**INSTRUCTIONS FOR THE TASK**: Output the data below in full, character for character.

**PROVIDED DATA**:
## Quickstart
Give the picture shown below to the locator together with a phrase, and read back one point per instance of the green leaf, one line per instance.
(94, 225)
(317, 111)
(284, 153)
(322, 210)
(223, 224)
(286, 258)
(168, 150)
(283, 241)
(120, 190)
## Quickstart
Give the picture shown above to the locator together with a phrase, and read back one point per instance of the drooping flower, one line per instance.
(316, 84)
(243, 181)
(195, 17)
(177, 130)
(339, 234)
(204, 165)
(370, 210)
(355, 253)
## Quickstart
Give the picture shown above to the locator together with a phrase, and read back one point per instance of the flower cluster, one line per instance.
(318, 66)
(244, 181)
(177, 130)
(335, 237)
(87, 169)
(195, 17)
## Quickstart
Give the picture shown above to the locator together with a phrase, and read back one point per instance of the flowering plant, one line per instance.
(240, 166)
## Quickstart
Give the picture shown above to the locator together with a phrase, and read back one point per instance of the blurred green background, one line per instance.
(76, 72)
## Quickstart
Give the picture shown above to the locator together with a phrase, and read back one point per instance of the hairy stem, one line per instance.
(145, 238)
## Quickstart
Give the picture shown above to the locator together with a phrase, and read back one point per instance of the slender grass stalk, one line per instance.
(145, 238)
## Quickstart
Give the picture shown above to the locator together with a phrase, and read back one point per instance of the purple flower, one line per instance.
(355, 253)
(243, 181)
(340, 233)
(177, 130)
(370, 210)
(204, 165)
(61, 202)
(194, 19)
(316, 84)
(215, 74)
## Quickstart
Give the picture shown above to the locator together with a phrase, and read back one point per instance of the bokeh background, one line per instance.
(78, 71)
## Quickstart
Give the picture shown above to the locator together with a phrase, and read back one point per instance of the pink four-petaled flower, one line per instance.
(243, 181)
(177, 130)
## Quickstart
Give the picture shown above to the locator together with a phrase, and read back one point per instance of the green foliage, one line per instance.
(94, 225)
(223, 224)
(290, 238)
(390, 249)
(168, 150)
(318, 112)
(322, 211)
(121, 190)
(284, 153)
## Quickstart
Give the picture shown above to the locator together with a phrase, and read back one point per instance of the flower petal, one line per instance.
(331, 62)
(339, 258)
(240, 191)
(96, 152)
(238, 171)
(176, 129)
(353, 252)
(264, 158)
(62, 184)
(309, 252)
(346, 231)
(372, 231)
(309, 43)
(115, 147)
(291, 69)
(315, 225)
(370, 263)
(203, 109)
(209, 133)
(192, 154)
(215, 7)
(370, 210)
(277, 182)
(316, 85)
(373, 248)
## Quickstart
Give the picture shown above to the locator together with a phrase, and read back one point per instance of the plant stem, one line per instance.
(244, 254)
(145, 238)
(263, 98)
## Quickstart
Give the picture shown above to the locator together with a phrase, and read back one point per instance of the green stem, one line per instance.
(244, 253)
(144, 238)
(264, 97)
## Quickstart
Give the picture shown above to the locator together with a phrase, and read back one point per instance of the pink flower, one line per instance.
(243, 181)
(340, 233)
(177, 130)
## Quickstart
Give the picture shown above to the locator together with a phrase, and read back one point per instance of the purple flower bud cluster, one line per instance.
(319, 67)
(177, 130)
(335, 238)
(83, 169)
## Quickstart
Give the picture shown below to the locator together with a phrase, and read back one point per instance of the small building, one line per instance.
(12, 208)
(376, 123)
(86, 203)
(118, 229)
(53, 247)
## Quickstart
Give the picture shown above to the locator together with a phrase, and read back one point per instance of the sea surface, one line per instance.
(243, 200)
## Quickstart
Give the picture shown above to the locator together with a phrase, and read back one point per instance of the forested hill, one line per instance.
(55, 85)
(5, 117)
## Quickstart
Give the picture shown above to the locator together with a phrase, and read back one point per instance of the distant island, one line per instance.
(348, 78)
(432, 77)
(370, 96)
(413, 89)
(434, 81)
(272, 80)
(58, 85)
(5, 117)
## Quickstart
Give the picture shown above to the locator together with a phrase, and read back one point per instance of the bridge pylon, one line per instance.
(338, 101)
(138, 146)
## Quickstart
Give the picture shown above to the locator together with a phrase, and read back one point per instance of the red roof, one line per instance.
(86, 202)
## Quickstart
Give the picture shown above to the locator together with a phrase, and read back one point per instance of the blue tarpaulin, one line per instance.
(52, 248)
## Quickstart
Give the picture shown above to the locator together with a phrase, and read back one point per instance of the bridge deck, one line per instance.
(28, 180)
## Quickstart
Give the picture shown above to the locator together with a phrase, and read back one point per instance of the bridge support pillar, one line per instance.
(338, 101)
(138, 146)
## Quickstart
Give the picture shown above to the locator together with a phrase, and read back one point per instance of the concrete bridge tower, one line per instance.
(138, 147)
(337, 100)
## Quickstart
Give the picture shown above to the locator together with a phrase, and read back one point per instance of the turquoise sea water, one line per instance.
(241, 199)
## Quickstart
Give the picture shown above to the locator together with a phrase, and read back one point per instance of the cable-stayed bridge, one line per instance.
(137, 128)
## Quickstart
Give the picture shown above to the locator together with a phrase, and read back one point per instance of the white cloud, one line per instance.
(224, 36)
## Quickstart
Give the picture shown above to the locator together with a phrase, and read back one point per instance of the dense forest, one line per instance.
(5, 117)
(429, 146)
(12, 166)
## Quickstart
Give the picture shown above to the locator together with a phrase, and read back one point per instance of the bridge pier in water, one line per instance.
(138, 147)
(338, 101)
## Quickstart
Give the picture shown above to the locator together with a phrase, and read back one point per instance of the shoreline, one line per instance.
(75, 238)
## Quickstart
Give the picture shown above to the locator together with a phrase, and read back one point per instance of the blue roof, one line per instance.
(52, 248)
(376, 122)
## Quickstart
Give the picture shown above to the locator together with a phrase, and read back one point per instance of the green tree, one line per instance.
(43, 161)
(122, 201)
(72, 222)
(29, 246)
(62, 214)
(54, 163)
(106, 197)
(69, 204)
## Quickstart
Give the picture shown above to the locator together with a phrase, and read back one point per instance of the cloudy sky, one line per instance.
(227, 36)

**SOLUTION TO THIS PROBLEM**:
## Quickstart
Give the picture shown below to the locator together with a phrase, and read back one point per instance of the green leaf, one line per instance.
(94, 225)
(317, 111)
(284, 153)
(322, 210)
(223, 224)
(286, 258)
(168, 150)
(283, 241)
(120, 190)
## Quickstart
Give the picture shown above to the locator together with a phrase, and read back one point per instance of the drooping flower, one line per instance.
(316, 84)
(243, 181)
(195, 17)
(177, 130)
(339, 234)
(204, 165)
(370, 210)
(355, 253)
## Quickstart
Give the picture shown above to the locator together with a phrase, and read back one point per instance of the flower cluster, one line per instance.
(318, 66)
(244, 181)
(177, 130)
(335, 237)
(87, 169)
(195, 17)
## Quickstart
Give the picture shown above to the locator together with a phrase, and read back one point per instance of the flowering plant, one line per instance.
(240, 166)
## Quickstart
Give the picture shown above to the locator together with a phrase, and read back one point per instance of the blurred green background, one line per instance.
(76, 72)
## Quickstart
Give the picture shown above to the locator together with a phrase, and read back one point per instance of the hairy stem, one line per instance.
(145, 238)
## Quickstart
Give the picture shown above to the locator together with a phrase, and read back one point per instance of the slender grass stalk, one line per instance.
(145, 238)
## Quickstart
Give the picture shown above to the locator together with a phrase, and read back one point per instance of the purple flower, one line per instance.
(355, 253)
(243, 181)
(340, 233)
(177, 130)
(370, 210)
(204, 165)
(61, 202)
(194, 19)
(316, 84)
(215, 74)
## Quickstart
Give the picture shown above to the locator together with a phrase, and read back one point per instance of the bokeh background, one line per instance.
(78, 71)
## Quickstart
Give the picture shown above to the locator together with a phrase, and read back one point per instance of the pink four-petaled flower, one line per instance.
(243, 181)
(177, 130)
## Quickstart
Give the picture shown above to the locator together with a phrase, and read back one point per instance of the green foliage, one line per instance.
(94, 225)
(223, 224)
(290, 238)
(390, 249)
(168, 150)
(318, 112)
(322, 211)
(121, 190)
(284, 153)
## Quickstart
Give the picture shown above to the locator together with a phrase, and read back one point per instance of the flower petal, one line per instance.
(331, 62)
(339, 258)
(240, 191)
(96, 152)
(238, 171)
(176, 129)
(353, 252)
(264, 158)
(62, 184)
(309, 252)
(346, 231)
(372, 231)
(309, 43)
(115, 147)
(291, 69)
(315, 225)
(370, 263)
(203, 109)
(209, 133)
(192, 154)
(215, 7)
(370, 210)
(277, 182)
(316, 85)
(373, 248)
## Quickstart
Give the picture shown above to the locator together with a phrase, and read back one point per instance of the plant stem, one line per instance.
(244, 254)
(145, 238)
(263, 98)
## Quickstart
Give the picture shown above to the locator together with a phrase, and read back one point per instance of the green stem, one line per instance.
(244, 253)
(144, 238)
(264, 97)
## Quickstart
Give the picture shown above to the locator together with a phrase, and read back one point per instance of the pink flower, one line per instance.
(243, 181)
(340, 233)
(177, 130)
## Quickstart
Give the picture shown above to the locator together with a phrase, and read back one point per instance of the purple flower bud cluster, one line per instance.
(319, 67)
(177, 130)
(335, 238)
(83, 169)
## Quickstart
Give the picture shown below to the locator together with a phrase, and read back one point per instance of the small building, one line per instance.
(12, 208)
(376, 123)
(86, 203)
(118, 229)
(53, 247)
## Quickstart
Give the picture shown above to the locator together with a phrase, and read back one point per instance of the sea surface, one line per instance.
(243, 200)
## Quickstart
Give the picture shown above to the locator together with a phrase, and read back one point per instance of the forested hill, one line per instance.
(55, 85)
(5, 117)
## Quickstart
Give the picture shown above to the locator together with a phrase, and read back one point per instance of the distant island, one line per instance.
(348, 78)
(432, 77)
(370, 96)
(413, 89)
(434, 81)
(272, 80)
(58, 85)
(5, 117)
## Quickstart
Give the picture shown above to the locator together with a phrase, and read back one point per instance of the bridge pylon, one line per instance.
(338, 101)
(138, 146)
## Quickstart
Give the picture shown above to the locator together with a phrase, and read back one point per instance of the red roof, one line per instance.
(86, 202)
## Quickstart
Give the picture shown above to the locator together with a phrase, and read back one point per instance of the blue tarpaulin, one line per instance.
(52, 248)
## Quickstart
Give the picture shown above to the locator together with a phrase, and read back one point per instance of the bridge deck, one line per instance.
(28, 180)
## Quickstart
Give the picture shown above to the locator together with a phrase, and read back one point per instance of the bridge support pillar, one line per instance.
(338, 101)
(138, 146)
## Quickstart
Give the picture shown above to the locator together with a phrase, and read back one point per instance of the concrete bridge tower, one line per instance.
(138, 147)
(337, 100)
## Quickstart
Give the picture shown above to the locator together with a phrase, and read back one point per instance of the turquoise sea water, one line per instance.
(241, 199)
## Quickstart
Give the picture shown above to the locator together with a phrase, and read back one point per instance of the cable-stayed bridge, one line per instance.
(137, 128)
## Quickstart
Give the picture shown above to the locator together with a phrase, and read back one point per instance of the white cloud, one line per instance.
(224, 36)
## Quickstart
Give the picture shown above to the locator together with a phrase, and read back one point per instance of the dense forest, one line per instance.
(5, 117)
(429, 146)
(12, 166)
## Quickstart
Give the picture shown above to the locator together with a phrase, and read back one point per instance of the bridge pier in water, one line per instance.
(138, 147)
(338, 101)
## Quickstart
Give the picture shown above to the locator together with a phrase, and read back one point per instance of the shoreline, one line per instance.
(75, 238)
## Quickstart
Give the picture shown above to the locator together with a phrase, and read back one point per instance of the blue roof, one line per instance.
(52, 248)
(376, 122)
## Quickstart
Give the picture shown above to the locator together with a phrase, and read back one point per instance of the green tree, one line per instance.
(43, 161)
(122, 201)
(72, 222)
(29, 246)
(62, 214)
(54, 163)
(106, 197)
(69, 204)
## Quickstart
Give the picture shown above to the locator together with a phrase, and read back one point per instance of the cloudy sky, one line per instance.
(227, 36)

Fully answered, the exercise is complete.